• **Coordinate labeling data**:
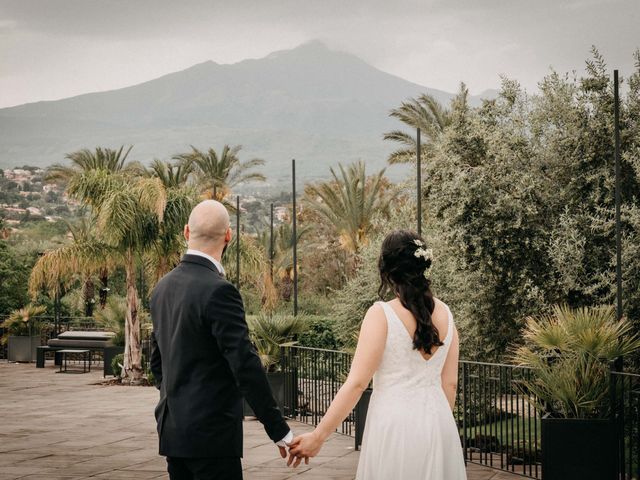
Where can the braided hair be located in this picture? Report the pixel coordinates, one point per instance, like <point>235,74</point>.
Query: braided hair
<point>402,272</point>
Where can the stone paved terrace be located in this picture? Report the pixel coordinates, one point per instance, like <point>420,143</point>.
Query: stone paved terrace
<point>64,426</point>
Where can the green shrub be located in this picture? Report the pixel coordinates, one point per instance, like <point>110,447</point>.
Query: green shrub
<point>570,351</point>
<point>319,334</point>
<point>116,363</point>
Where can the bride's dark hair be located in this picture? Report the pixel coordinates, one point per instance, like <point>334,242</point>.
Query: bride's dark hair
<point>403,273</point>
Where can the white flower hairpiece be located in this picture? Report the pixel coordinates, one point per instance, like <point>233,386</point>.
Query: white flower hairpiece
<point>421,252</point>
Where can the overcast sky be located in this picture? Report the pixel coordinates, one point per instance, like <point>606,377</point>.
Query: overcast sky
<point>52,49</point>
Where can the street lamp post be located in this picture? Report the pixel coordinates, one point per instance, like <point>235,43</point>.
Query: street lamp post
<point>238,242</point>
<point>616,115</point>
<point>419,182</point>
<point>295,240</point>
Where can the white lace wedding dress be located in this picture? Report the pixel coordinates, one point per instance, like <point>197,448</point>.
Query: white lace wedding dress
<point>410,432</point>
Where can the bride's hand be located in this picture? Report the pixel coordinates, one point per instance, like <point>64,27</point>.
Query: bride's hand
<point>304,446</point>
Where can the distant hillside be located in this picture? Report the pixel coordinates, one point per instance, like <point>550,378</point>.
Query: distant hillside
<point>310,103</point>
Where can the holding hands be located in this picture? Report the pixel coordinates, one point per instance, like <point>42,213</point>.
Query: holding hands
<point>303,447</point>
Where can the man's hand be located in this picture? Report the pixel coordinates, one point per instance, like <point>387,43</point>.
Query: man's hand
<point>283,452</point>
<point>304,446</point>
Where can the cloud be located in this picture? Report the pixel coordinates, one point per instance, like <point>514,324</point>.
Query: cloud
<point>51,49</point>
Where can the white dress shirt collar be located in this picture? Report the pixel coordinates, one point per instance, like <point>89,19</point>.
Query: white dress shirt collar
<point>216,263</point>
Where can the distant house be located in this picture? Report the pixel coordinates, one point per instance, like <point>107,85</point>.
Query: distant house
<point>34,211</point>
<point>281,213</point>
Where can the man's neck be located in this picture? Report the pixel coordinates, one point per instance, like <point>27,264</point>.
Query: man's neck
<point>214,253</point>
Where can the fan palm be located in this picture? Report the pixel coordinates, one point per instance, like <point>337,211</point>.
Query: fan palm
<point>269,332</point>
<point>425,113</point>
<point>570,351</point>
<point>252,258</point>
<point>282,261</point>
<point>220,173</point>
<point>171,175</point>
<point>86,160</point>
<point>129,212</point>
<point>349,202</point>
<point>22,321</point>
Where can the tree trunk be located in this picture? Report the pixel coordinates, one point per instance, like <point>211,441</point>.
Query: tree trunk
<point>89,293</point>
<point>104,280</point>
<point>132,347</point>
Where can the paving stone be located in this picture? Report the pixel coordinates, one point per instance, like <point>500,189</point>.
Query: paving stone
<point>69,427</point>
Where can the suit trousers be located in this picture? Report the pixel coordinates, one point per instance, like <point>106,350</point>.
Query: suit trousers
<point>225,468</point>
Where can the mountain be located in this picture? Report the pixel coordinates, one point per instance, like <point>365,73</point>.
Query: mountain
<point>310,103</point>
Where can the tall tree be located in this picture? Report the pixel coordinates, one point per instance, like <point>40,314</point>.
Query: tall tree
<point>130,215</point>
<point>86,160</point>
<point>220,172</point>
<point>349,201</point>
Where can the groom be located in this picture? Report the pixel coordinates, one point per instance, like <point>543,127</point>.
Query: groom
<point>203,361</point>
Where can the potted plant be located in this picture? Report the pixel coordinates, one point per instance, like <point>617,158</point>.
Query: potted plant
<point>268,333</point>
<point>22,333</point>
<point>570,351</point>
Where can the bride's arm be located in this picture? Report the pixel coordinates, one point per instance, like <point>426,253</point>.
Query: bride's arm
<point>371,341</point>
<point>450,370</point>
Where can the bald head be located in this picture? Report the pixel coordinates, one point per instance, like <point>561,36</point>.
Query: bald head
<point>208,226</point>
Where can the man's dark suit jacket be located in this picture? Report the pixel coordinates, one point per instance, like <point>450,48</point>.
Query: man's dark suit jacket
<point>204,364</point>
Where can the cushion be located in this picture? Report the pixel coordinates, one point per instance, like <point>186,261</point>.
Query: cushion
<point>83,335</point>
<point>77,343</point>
...
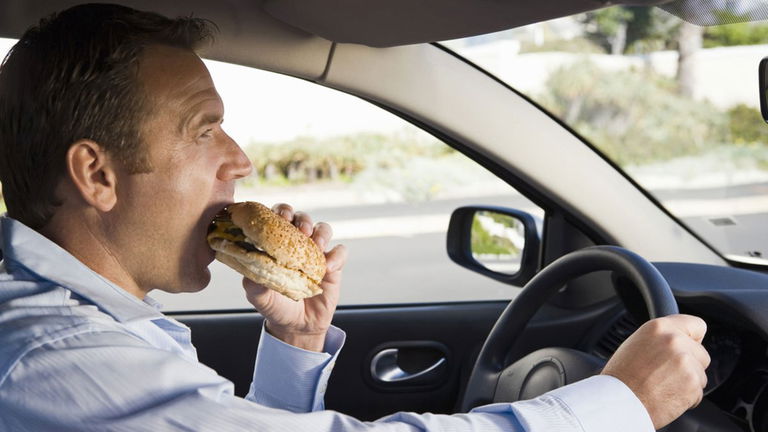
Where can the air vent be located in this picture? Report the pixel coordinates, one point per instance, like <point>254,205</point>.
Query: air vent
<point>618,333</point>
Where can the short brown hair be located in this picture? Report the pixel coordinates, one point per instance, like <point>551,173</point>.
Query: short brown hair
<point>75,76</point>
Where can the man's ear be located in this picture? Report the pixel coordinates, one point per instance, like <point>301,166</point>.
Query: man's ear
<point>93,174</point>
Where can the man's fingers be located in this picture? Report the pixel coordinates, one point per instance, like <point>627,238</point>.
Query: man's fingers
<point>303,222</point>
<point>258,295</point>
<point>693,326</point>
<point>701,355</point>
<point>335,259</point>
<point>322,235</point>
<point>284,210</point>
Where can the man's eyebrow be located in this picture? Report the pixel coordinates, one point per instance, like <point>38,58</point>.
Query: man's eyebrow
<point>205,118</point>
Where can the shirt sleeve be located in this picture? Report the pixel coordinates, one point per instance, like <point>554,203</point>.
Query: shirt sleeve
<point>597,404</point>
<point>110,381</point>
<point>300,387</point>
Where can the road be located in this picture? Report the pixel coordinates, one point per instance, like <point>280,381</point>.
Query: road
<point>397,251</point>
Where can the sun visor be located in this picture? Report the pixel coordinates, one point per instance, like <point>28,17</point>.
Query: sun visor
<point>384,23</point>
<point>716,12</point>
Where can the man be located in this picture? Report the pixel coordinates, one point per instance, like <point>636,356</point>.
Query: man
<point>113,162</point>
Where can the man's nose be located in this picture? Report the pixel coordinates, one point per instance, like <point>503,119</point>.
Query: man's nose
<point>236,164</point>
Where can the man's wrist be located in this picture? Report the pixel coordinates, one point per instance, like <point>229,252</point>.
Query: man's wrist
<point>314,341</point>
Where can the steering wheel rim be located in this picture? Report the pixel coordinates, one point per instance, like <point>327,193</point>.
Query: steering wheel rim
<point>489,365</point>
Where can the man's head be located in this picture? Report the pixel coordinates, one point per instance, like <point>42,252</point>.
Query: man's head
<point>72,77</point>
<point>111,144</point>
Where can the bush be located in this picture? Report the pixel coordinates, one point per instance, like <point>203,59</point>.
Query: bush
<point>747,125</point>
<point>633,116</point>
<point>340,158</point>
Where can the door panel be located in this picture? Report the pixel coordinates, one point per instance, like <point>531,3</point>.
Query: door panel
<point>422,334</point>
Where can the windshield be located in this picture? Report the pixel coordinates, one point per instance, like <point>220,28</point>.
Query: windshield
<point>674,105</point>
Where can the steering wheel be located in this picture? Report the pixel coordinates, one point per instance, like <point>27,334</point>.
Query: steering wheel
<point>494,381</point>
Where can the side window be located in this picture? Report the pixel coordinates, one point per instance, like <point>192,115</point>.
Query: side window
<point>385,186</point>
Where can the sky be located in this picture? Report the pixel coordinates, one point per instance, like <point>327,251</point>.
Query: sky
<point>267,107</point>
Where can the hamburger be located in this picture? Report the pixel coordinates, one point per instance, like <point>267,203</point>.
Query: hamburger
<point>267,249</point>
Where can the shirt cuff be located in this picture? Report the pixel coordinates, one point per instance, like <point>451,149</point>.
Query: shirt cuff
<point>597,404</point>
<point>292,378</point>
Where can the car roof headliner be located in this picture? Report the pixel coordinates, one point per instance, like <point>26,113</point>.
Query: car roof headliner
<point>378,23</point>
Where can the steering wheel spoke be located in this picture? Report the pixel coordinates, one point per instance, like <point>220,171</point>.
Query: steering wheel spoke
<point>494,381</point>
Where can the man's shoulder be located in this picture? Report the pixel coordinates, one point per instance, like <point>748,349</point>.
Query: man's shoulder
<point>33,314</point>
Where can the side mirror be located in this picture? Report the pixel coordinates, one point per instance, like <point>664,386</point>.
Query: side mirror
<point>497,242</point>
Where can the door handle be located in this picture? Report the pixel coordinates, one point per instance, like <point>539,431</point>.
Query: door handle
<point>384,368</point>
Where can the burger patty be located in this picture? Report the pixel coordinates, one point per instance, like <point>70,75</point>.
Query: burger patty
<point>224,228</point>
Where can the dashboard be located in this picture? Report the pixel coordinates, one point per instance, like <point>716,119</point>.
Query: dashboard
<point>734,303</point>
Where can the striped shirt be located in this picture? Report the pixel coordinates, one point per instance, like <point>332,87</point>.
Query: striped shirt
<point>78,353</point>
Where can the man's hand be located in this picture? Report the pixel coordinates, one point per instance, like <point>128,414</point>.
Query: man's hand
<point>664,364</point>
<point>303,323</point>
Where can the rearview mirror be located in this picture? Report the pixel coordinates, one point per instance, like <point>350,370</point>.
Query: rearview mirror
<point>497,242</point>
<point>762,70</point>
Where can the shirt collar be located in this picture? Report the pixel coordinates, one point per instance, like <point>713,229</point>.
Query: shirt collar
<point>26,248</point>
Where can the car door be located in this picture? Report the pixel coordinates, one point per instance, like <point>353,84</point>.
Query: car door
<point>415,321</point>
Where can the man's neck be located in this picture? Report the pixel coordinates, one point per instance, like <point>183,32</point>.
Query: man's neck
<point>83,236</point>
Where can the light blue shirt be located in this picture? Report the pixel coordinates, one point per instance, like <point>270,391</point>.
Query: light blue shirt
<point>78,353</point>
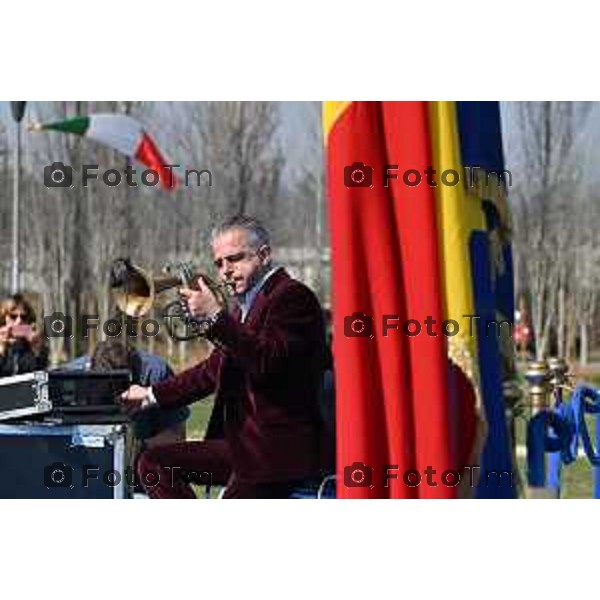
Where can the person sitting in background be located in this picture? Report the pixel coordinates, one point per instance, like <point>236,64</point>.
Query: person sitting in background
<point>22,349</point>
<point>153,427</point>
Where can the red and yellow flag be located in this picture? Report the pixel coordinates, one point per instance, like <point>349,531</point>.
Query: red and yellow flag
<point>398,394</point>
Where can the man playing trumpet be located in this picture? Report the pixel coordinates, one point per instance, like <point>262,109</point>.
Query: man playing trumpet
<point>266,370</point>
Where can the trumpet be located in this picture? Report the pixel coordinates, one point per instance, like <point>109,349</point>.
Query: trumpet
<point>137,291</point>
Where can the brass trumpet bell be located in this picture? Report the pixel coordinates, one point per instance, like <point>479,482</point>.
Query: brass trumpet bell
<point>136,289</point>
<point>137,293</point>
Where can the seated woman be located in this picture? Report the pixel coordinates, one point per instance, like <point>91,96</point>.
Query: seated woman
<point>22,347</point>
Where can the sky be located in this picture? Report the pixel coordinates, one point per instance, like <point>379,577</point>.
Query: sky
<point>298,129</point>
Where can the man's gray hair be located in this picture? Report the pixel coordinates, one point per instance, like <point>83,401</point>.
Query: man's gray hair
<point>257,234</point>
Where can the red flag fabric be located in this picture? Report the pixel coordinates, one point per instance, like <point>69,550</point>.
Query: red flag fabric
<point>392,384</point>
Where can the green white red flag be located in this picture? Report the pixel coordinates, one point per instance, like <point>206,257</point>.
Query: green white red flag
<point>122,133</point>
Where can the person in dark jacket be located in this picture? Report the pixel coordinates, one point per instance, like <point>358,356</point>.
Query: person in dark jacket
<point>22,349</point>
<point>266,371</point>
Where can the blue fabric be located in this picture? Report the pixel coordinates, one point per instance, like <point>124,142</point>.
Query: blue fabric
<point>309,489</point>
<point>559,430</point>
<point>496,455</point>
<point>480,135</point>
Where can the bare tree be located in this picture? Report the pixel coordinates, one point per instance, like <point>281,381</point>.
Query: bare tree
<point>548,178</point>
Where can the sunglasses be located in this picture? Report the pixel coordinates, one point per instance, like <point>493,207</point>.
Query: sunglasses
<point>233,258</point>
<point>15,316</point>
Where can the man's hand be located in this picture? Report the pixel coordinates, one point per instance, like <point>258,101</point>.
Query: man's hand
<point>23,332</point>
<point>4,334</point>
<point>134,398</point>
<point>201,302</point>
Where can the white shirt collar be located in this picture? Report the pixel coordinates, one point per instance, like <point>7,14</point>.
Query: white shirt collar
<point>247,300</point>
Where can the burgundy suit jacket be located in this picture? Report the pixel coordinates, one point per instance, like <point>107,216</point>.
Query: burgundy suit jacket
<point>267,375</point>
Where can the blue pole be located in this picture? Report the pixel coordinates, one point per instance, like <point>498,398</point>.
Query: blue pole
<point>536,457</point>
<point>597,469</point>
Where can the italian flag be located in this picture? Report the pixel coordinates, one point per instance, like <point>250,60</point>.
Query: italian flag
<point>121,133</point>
==
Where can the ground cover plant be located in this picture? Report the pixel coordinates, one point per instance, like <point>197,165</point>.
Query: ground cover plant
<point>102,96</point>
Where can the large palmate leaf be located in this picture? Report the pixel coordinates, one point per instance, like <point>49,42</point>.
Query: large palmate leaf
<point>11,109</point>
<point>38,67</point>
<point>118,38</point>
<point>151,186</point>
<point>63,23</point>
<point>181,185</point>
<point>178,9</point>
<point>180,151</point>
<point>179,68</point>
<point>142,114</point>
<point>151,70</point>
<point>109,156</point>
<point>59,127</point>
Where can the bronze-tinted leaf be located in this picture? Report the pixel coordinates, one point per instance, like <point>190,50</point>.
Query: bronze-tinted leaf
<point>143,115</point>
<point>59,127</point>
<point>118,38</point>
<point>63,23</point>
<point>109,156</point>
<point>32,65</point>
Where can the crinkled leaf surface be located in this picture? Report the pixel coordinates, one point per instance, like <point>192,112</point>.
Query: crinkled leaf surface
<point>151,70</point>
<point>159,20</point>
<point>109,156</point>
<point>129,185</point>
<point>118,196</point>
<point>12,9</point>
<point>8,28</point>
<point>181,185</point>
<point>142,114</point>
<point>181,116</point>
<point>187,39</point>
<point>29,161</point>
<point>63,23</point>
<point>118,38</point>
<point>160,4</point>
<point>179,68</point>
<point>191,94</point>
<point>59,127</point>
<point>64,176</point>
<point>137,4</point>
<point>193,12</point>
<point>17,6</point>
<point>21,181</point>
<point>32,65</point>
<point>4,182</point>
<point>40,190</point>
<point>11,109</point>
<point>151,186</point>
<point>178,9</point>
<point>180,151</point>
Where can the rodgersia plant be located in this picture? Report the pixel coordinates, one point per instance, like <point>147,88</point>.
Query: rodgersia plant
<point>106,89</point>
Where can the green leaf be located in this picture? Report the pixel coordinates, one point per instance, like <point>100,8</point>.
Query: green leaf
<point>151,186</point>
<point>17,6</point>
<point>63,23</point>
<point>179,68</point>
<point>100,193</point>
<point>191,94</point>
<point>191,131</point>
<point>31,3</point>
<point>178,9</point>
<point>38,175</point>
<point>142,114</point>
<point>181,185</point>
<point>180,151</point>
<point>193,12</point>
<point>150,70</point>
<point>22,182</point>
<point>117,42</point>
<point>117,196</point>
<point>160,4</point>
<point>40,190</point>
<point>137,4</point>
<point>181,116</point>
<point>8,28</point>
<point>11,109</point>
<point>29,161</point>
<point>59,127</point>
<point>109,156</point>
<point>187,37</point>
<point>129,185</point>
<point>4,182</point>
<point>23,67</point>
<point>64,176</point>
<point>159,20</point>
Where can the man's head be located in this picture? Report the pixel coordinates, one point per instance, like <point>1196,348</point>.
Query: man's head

• **To be done**: Return verbatim the part of the items that opens with the line containing "Where can the red flag" and closes with the line containing "<point>267,375</point>".

• **Written response**:
Where can the red flag fabric be located in this picture? Report the pixel coordinates, one point per instance, like <point>69,550</point>.
Query: red flag fabric
<point>392,384</point>
Where can the green white red flag be located in this picture? Report the pixel coordinates, one point per instance, like <point>206,257</point>.
Query: green white red flag
<point>122,133</point>
Where can the person in dark jacket be located in this picture? Report the pixel coordinates, one point per instance, like <point>358,356</point>.
Query: person in dark jacket
<point>22,349</point>
<point>266,371</point>
Where can the blue fabric be located in this picture? Report the pixel coordinates, one point per instance, like <point>124,142</point>.
Query: blue fabric
<point>309,489</point>
<point>559,430</point>
<point>496,455</point>
<point>480,135</point>
Where can the bare tree be located in this picture? Report the pixel coordinates, one point per instance, like <point>281,381</point>.
Query: bare tree
<point>548,178</point>
Where can the sunglasses be located in this picture? Report the pixel coordinates, one point per instance, like <point>493,207</point>.
Query: sunglasses
<point>233,258</point>
<point>15,316</point>
Where can the man's hand be located in this picture? Report the pixel coordinates, one point per instance, like <point>258,101</point>.
Query: man's hand
<point>23,332</point>
<point>4,334</point>
<point>134,398</point>
<point>201,302</point>
Where can the white shirt collar be located in this picture? Report the pixel coordinates, one point per instance, like <point>7,14</point>.
Query: white shirt collar
<point>247,300</point>
Where can the burgundy suit jacket be located in this picture? Report the pixel coordinates, one point per instance, like <point>107,216</point>.
Query: burgundy suit jacket
<point>267,375</point>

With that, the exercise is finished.